==== İşlenecek Liste
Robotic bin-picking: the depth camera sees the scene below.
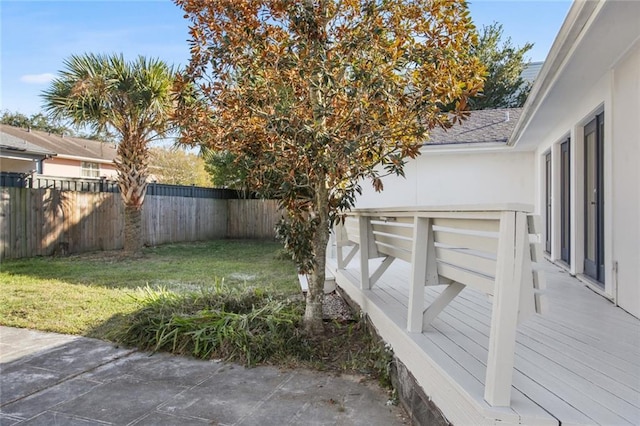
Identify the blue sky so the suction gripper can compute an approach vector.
[0,0,571,115]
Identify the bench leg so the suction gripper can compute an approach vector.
[484,212,528,407]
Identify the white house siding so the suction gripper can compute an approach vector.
[356,148,535,208]
[536,43,640,316]
[611,42,640,316]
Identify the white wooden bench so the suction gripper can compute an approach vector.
[336,204,544,406]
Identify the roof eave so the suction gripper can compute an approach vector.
[507,1,604,147]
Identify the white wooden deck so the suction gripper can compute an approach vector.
[328,259,640,425]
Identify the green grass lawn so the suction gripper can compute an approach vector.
[0,240,299,338]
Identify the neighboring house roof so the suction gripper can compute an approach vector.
[0,130,56,160]
[424,108,522,146]
[0,124,117,163]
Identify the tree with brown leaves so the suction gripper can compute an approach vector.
[175,0,483,333]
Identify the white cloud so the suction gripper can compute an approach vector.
[20,72,56,84]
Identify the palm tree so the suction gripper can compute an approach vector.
[42,54,176,254]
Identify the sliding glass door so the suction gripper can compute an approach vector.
[584,114,604,285]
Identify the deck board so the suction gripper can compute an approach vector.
[330,260,640,425]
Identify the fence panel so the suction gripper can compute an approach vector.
[227,200,282,239]
[0,187,281,259]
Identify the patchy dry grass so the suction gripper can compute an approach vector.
[0,240,299,338]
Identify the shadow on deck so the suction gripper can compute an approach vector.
[328,259,640,425]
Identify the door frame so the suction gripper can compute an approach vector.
[583,113,605,289]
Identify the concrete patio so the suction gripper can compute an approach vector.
[0,327,407,426]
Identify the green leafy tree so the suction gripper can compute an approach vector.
[42,54,175,254]
[200,146,252,194]
[469,22,533,110]
[176,0,484,334]
[149,147,212,187]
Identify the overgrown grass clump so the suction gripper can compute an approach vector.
[109,285,392,386]
[111,285,302,365]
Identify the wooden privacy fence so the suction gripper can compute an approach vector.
[336,205,544,406]
[0,188,281,259]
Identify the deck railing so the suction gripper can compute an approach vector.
[336,205,544,406]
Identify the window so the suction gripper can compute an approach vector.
[80,161,100,177]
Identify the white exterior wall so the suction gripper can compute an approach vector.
[535,43,640,316]
[611,43,640,316]
[356,149,535,208]
[42,157,118,179]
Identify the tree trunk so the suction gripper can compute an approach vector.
[304,179,330,335]
[124,205,142,254]
[116,138,149,255]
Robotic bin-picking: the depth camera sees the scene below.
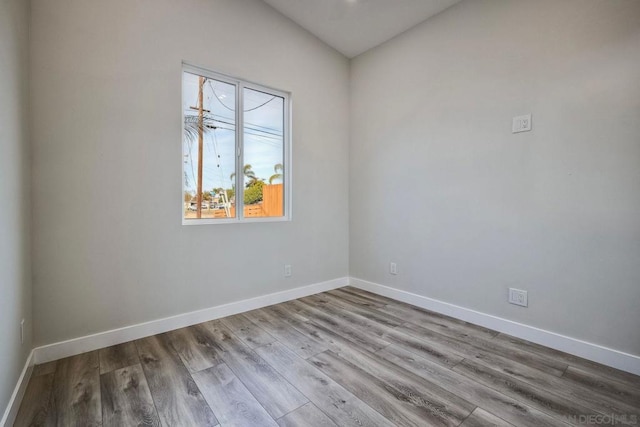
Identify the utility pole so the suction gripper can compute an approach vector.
[196,76,206,218]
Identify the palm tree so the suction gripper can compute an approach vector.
[229,164,264,188]
[269,163,284,184]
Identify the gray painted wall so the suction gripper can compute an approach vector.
[0,0,32,418]
[31,0,349,345]
[350,0,640,355]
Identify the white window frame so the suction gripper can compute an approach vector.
[179,62,293,225]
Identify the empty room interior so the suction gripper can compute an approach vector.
[0,0,640,427]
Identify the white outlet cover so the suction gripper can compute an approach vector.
[509,288,529,307]
[511,114,531,133]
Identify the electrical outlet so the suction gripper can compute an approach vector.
[509,288,529,307]
[389,262,398,274]
[511,114,531,133]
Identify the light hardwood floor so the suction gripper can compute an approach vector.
[15,287,640,427]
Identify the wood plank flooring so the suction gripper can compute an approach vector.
[14,287,640,427]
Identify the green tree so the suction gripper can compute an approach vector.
[244,180,264,205]
[229,164,263,188]
[269,163,284,184]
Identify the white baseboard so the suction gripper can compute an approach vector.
[0,350,33,427]
[33,277,349,364]
[349,277,640,375]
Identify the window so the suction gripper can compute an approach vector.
[182,65,291,224]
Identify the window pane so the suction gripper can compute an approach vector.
[182,72,236,220]
[243,88,287,218]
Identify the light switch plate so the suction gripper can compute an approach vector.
[511,114,531,133]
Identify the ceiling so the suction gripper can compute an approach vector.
[264,0,460,58]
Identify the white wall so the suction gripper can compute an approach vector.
[31,0,349,345]
[0,0,32,418]
[350,0,640,355]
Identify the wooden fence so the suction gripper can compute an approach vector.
[214,184,284,218]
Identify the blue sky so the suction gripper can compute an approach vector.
[183,72,284,193]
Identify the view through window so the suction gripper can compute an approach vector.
[182,66,289,224]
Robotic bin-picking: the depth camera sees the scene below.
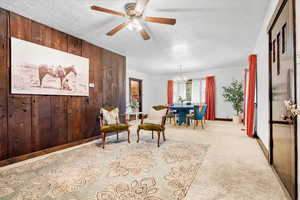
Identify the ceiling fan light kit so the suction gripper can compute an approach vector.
[91,0,176,40]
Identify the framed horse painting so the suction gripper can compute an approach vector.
[11,38,89,96]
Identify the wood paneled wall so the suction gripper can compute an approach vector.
[0,8,126,160]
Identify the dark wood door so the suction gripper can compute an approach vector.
[269,0,297,199]
[129,78,143,112]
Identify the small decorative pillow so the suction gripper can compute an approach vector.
[144,108,168,125]
[101,108,120,125]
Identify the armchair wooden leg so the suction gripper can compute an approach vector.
[136,129,140,143]
[127,129,130,143]
[102,133,106,149]
[157,131,160,147]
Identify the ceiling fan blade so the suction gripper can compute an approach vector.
[106,22,129,36]
[135,0,149,16]
[145,17,176,25]
[140,29,150,40]
[91,6,126,17]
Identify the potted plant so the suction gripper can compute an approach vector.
[223,80,244,123]
[178,96,185,105]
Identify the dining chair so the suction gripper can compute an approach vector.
[187,104,207,129]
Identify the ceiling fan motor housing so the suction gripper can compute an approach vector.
[125,3,136,17]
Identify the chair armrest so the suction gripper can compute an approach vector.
[141,114,148,124]
[161,115,167,127]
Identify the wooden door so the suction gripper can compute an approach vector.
[269,0,297,199]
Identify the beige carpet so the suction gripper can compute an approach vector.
[0,122,285,200]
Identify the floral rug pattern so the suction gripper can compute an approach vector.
[0,136,209,200]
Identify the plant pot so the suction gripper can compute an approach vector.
[232,115,242,124]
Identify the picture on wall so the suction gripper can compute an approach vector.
[11,38,89,96]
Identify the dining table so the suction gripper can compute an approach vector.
[170,105,194,125]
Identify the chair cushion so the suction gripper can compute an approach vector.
[144,108,168,125]
[101,124,129,133]
[139,124,165,131]
[101,108,120,125]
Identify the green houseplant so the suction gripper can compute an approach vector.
[223,80,244,123]
[178,96,185,104]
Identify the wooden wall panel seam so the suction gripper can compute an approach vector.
[0,8,126,160]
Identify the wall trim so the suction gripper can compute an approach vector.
[0,135,100,167]
[256,136,270,162]
[215,118,232,122]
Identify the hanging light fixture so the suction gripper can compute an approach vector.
[174,65,188,83]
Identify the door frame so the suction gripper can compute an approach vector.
[129,77,143,112]
[267,0,298,199]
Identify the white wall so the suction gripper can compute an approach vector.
[126,65,246,118]
[126,69,167,113]
[162,65,247,119]
[253,0,278,150]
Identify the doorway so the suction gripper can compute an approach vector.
[129,78,143,112]
[268,0,297,200]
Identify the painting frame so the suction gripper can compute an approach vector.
[10,37,90,97]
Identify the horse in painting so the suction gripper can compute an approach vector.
[38,65,77,89]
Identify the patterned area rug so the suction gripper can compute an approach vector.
[0,134,208,200]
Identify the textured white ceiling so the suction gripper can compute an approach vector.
[0,0,270,74]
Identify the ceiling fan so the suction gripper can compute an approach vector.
[91,0,176,40]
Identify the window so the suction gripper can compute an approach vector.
[185,80,192,102]
[173,79,206,104]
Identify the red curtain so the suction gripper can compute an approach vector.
[243,69,248,125]
[205,76,216,120]
[168,81,174,105]
[246,55,257,137]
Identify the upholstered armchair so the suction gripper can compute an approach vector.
[137,106,168,147]
[186,104,208,129]
[166,111,176,125]
[100,106,130,149]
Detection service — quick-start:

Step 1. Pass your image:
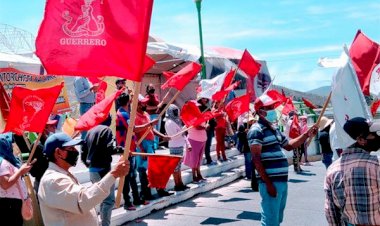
========
Listenin başından başlayıp "[0,124,117,163]" içeren satırda biten satırları, iki uç da dahil ve istekler de yerinde kalacak şekilde yeniden yazar mısın? Yalnızca yanıtlardaki sınır kutusu koordinatlarının her birini 126 artırarak kaydır ve resimleri yanıta koyma.

Yazılı Yanıt =>
Robotic bin-picking: the depth camera sees the scene below.
Identify the blue sky so the suction gripper can compute an approach vector.
[126,126,697,241]
Identify the bench leg so the suction gripper can compute an approach vector.
[610,338,654,533]
Identify the white house siding so the suction gripper can compute an approach vector.
[482,274,661,334]
[662,169,766,442]
[737,168,766,442]
Identify the white wooden bench so the suction gripper can compute an approach vector.
[462,330,670,532]
Identify the roof eave so the suction gripper can compute an approach vector.
[633,127,730,273]
Identify the white wooden deck so the suction gripper can compute an approach vector.
[454,385,766,551]
Identify the green grass lawn so the suction gripper can compute an approach vector.
[126,366,425,464]
Identify the neighboring house roof so the suction gripper can compute an approach vector.
[126,256,182,286]
[550,234,648,272]
[126,250,243,289]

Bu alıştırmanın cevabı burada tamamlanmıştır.